_RECORDS PROVIDED_.
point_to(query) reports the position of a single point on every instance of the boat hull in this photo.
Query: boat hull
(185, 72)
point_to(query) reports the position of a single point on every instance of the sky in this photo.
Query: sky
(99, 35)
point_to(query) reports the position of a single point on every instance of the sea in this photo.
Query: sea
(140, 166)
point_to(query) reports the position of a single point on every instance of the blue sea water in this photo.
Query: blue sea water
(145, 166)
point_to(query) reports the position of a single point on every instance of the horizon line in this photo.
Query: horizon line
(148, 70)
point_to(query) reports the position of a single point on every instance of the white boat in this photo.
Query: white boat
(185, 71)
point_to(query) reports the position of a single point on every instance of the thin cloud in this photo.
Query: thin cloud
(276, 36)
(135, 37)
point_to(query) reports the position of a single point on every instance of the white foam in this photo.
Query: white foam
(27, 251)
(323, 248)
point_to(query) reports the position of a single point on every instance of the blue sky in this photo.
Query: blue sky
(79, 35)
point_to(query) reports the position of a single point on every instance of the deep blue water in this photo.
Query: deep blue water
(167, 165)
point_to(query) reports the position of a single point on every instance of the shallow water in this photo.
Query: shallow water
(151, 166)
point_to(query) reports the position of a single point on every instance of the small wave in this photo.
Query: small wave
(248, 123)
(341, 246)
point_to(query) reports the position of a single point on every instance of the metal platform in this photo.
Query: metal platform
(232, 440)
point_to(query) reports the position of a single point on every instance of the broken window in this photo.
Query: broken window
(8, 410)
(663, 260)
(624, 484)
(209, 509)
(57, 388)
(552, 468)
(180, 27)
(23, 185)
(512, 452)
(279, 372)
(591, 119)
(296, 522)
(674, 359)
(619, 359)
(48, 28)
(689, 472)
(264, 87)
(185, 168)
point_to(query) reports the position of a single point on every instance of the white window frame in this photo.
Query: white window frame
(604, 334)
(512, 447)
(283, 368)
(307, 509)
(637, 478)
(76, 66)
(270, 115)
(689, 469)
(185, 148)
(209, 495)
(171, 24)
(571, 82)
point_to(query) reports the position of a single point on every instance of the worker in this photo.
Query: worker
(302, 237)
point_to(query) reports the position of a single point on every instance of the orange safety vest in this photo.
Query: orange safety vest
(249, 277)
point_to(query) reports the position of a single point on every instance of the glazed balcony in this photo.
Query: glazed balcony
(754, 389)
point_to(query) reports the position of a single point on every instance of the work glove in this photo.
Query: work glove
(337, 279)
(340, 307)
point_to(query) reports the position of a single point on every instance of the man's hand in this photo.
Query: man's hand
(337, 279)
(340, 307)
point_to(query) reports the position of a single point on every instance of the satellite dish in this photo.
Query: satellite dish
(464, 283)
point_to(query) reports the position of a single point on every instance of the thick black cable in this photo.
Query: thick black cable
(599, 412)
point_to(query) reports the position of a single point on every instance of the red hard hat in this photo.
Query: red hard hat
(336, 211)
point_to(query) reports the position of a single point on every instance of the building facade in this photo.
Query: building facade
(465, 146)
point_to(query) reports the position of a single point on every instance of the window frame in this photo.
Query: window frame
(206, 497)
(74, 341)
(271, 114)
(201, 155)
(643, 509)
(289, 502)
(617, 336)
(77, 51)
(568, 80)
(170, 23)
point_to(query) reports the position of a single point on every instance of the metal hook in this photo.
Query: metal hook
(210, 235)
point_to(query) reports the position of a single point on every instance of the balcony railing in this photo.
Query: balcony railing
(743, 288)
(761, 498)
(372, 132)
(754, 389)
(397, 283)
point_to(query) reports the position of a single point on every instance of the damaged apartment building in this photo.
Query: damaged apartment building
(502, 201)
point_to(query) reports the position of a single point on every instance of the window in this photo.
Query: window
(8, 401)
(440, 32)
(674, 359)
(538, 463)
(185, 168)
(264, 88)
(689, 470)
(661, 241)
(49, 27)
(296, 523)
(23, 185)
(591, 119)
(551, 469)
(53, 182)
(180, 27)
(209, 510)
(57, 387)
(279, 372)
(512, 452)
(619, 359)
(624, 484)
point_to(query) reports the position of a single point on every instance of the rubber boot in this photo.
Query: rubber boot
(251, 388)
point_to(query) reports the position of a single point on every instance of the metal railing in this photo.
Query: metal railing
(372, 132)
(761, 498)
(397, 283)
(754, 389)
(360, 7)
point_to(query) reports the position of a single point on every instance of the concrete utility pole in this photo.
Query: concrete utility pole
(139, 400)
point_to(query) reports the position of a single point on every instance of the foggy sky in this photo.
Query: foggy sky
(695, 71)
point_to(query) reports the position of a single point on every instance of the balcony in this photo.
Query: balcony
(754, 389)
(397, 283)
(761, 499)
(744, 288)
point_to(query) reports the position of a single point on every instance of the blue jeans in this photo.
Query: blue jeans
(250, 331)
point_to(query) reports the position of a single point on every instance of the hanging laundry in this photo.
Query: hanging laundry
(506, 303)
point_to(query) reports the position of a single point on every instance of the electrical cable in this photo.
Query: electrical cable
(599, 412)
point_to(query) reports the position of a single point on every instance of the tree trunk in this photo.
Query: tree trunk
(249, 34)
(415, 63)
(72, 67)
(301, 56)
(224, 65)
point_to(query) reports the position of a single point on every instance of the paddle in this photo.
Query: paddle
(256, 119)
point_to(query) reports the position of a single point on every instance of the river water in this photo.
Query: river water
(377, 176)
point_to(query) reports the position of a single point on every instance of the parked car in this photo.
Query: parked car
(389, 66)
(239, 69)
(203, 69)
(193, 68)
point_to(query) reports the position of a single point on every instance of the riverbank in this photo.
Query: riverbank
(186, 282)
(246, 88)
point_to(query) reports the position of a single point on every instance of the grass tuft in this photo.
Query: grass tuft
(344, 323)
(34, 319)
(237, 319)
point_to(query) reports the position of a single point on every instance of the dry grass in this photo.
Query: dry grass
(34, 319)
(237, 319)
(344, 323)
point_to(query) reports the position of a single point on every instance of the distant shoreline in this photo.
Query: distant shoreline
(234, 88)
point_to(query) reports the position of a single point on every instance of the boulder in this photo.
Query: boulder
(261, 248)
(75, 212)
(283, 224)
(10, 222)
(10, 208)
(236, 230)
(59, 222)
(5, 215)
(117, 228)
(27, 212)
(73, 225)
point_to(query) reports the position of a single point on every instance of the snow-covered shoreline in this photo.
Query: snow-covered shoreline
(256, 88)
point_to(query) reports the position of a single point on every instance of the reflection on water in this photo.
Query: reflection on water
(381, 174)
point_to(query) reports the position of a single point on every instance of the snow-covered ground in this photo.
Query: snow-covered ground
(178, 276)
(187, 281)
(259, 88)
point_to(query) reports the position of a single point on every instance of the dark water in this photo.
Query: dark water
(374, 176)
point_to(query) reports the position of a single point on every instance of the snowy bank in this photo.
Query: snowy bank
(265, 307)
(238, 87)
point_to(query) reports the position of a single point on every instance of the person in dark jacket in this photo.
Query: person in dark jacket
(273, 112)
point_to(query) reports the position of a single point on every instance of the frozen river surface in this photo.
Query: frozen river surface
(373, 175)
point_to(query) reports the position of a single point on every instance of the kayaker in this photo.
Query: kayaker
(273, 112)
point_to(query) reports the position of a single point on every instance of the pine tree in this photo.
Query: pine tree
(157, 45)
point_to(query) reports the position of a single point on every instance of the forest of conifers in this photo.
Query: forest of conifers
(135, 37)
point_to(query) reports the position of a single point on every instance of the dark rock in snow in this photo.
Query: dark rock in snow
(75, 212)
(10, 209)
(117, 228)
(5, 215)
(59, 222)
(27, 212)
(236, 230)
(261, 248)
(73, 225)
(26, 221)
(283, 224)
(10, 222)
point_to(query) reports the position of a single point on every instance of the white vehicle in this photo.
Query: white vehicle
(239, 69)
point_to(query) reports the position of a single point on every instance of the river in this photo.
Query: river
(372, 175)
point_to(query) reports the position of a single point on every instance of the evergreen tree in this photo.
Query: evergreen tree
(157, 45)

* * *

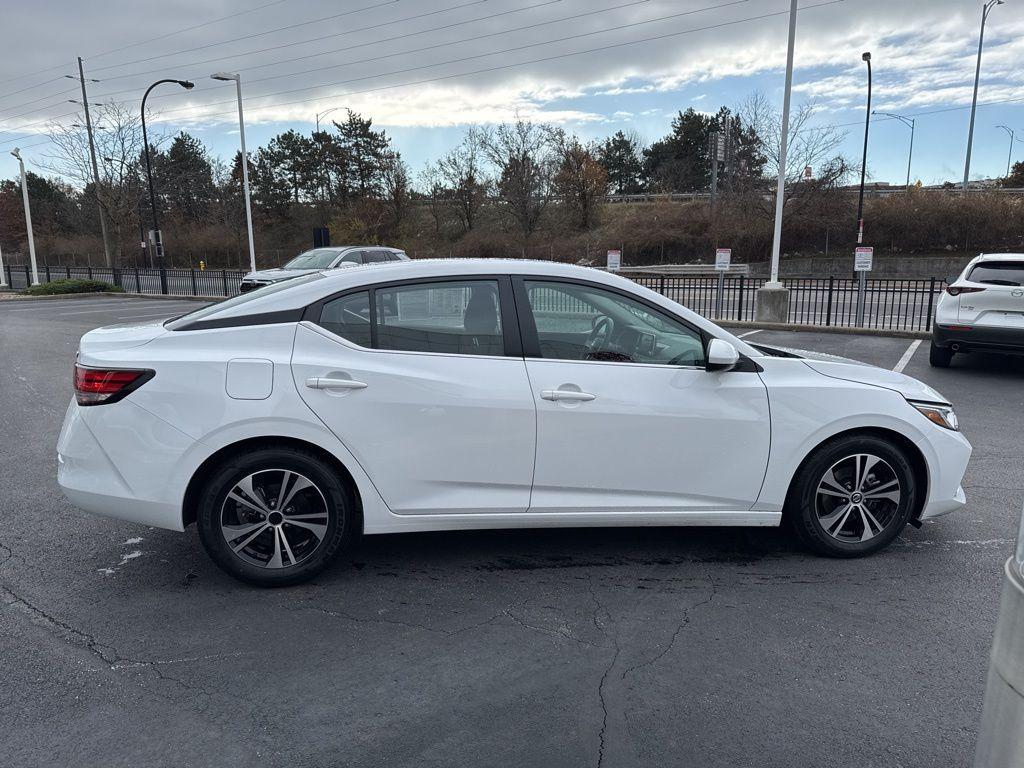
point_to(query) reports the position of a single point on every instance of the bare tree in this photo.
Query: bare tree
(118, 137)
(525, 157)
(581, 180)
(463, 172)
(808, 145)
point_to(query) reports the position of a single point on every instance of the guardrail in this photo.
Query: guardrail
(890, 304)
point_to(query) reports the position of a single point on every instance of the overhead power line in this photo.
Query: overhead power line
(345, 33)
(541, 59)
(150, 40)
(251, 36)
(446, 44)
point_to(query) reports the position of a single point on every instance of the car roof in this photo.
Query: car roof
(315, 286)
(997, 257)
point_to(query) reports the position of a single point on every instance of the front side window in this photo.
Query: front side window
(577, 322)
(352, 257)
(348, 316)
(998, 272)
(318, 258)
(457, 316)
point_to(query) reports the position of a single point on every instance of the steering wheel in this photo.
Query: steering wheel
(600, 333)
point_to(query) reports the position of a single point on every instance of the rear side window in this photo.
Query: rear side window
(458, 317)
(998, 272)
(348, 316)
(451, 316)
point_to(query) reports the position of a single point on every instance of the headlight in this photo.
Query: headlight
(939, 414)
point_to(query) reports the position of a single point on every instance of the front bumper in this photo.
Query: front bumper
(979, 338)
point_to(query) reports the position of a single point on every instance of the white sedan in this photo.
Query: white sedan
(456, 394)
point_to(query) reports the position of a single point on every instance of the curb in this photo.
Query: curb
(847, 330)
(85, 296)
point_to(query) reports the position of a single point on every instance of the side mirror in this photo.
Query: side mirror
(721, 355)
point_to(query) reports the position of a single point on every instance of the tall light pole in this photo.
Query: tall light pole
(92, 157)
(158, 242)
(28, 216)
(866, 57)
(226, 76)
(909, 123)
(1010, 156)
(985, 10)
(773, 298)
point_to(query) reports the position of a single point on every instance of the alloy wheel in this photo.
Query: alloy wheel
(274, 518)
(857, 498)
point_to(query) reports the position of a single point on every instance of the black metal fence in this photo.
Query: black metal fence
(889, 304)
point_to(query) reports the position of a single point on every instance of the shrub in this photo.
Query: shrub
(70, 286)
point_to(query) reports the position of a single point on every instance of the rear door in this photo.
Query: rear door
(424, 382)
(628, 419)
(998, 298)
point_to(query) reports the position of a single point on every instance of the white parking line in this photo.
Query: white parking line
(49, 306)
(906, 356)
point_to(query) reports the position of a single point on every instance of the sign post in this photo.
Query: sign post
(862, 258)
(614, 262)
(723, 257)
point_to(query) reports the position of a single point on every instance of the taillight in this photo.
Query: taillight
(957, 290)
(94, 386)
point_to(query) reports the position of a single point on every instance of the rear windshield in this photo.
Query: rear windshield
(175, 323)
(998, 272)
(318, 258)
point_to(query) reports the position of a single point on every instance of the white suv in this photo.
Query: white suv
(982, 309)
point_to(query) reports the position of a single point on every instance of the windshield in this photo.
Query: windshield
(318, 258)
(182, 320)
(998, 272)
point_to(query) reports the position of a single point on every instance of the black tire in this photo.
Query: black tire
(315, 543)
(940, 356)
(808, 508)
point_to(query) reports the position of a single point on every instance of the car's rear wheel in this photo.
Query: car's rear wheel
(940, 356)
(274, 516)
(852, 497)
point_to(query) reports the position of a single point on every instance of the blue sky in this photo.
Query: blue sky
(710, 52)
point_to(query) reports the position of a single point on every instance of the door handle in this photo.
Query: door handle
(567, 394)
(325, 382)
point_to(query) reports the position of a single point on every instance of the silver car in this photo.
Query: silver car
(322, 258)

...

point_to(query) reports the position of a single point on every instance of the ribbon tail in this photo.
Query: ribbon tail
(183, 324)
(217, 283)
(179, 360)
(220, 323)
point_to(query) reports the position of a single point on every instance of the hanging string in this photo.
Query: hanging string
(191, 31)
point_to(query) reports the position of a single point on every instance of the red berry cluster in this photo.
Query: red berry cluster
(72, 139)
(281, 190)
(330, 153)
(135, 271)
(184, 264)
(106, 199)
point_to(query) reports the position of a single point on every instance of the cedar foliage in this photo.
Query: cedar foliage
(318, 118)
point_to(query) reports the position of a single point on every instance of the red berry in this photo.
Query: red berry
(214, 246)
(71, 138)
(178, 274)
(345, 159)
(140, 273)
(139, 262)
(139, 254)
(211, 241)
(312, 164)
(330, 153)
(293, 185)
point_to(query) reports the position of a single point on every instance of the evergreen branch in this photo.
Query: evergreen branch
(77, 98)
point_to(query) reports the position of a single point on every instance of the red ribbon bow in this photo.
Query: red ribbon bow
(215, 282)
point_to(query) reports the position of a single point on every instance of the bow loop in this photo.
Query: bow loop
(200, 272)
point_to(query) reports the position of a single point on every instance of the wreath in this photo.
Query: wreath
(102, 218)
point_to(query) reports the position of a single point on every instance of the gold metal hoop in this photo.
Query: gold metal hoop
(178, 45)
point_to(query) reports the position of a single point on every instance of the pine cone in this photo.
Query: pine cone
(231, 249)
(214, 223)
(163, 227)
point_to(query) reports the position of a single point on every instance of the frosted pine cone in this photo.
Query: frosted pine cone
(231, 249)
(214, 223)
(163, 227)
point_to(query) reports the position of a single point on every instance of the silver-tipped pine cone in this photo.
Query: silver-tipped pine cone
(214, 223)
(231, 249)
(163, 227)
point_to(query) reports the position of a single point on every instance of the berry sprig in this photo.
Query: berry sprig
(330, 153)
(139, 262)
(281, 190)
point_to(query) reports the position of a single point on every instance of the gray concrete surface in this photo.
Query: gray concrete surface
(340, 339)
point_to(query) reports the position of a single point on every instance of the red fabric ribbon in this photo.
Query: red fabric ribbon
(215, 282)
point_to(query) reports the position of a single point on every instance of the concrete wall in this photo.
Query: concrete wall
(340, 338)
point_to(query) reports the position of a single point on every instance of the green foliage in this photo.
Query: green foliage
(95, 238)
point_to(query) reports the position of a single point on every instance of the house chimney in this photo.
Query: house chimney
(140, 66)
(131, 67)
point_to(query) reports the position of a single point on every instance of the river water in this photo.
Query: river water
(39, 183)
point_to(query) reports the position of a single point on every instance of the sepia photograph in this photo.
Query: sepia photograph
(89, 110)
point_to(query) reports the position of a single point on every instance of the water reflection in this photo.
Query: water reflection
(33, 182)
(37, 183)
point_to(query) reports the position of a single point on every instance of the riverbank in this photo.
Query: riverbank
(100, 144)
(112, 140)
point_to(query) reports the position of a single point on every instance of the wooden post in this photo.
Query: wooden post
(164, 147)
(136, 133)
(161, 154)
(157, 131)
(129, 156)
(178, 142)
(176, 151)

_ABOUT THIS TASK_. Your answer must be the lines above from the one containing "Query: worker" to the one containing "the window in this photo.", both included, restated word for word.

_RESULT FOR THIS EXERCISE_.
Query: worker
(302, 237)
point_to(query) reports the position of a single point on every instance of the orange safety vest in this photo.
Query: orange safety vest
(249, 277)
point_to(query) reports the position of a single point on every instance of the glazed balcony in this photo.
Query: glazed balcony
(754, 389)
point_to(query) reports the position of a single point on every instance of the work glove in this photo.
Query: work glove
(337, 279)
(340, 307)
point_to(query) reports the position of a single point on every instance of the man's hand in this photo.
Query: man's hand
(337, 279)
(340, 307)
point_to(query) reports the position of a single point on every instance of the satellite dish in this photo.
Query: satellite dish
(464, 283)
point_to(query) reports the position of a single point on every instance of the thick black cable in this photo.
Query: thick black cable
(599, 412)
point_to(query) reports the position of a single point on every instance of the red hard hat in this photo.
Query: red hard hat
(336, 211)
point_to(query) reports the position of a single point on every instance of the building facade in this photo.
Query: building facade
(465, 146)
point_to(query) reports the position of a single point on every instance of the window frame in this photo.
Query: window frame
(206, 497)
(74, 341)
(271, 114)
(201, 155)
(643, 509)
(289, 502)
(617, 336)
(77, 51)
(568, 80)
(170, 23)
point_to(query) reports the position of a single point on every instance of the metal hook in this photo.
Query: metal hook
(210, 235)
point_to(query) reports the position of a single point on every instance of the balcony railing in this photo.
Query: balcony railing
(743, 288)
(761, 498)
(372, 132)
(754, 389)
(397, 283)
point_to(query) reports the position of a single point on every instance of the damaged apartment building in this photo.
Query: damaged apartment building
(502, 201)
point_to(query) reports the position of a single point on every instance of the window in this photo.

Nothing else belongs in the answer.